> **EXCERPTED TEXT**:

•••••

Saturday, December 9, 2017

Non-lasting Survival From The Holocaust Twin Experiment

The Mengele twins, Miriam Mozes Kor and Eva Mozes Kor, luckily survived the inhuman experiments from the Holocaust; but only one Genuinely made it. 

Both the twins were separated from their family the moment they landed in Auschwitz in 1944, when they were both only 10 years old. Both survived the deadly genetic experiments conducted my Dr. Josef Mengele. These twins along with many other twins were kept undraped in a room for up to eight hours a day and get their body parts measured. Several blood tests were also performed, following numerous unknown fluids injected into them.

The unknown, yet painful and harmful injections caused Miriam's sister Eva to be extremely unwell and get separated from Miriam. Miriam had been going through continuous and deadly experiments  while Eva was taken to a hospital with people looking more dead than alive. Miriam had been devastated and depressed due to the harsh living conditions. When Eva returned and asked Miriam about why she had been so gloomy, Miriam refused to talk about it.
The sisters gained freedom in 1945, by the soviet army and shifted to Israel. They became members of a kibbutz, populated mostly by orphans. In 1952, they both joined the Israeli Army where Miriam became a nurse. Soon after Miriam got married and was expecting her first child, she developed severe kidney infections, which did not respond to any antibiotics. Her kidneys never fully developed and did not grow larger than a 10-year old's kidney. When Miriam had her third child, her kidney deteriorated and failed in 1987. Eva donated her left kidney, which saved Miriam for the time-being but she soon developed cancerous polyps in her bladder. The doctors Miriam consulted assumed these were the results of the experiments during the holocaust but due to lack in proper information in order to give her the right treatment, she died in 1993.

•••••

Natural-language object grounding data

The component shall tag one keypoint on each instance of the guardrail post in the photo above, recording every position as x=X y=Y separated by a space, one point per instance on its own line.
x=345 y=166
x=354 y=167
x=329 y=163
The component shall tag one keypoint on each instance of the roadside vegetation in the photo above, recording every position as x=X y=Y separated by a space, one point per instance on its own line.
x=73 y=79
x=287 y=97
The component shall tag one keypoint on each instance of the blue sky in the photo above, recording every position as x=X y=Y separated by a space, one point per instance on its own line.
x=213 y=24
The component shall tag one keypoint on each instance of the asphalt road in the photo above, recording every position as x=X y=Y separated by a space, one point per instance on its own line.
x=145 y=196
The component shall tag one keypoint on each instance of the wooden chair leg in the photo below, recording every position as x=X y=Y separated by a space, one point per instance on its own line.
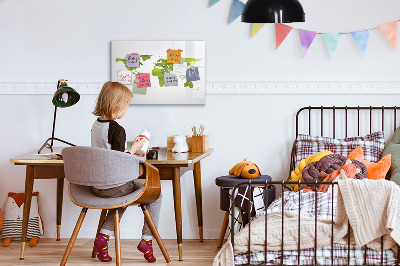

•••••

> **EXERCISE OBJECTIVE**:
Reproduce word for word the passage of the Mengele twins text that lies between "Non-lasting Survival From" and "Genuinely made it.", inclusive.

> **SOLUTION TO THIS TASK**:
Non-lasting Survival From The Holocaust Twin Experiment

The Mengele twins, Miriam Mozes Kor and Eva Mozes Kor, luckily survived the inhuman experiments from the Holocaust; but only one Genuinely made it.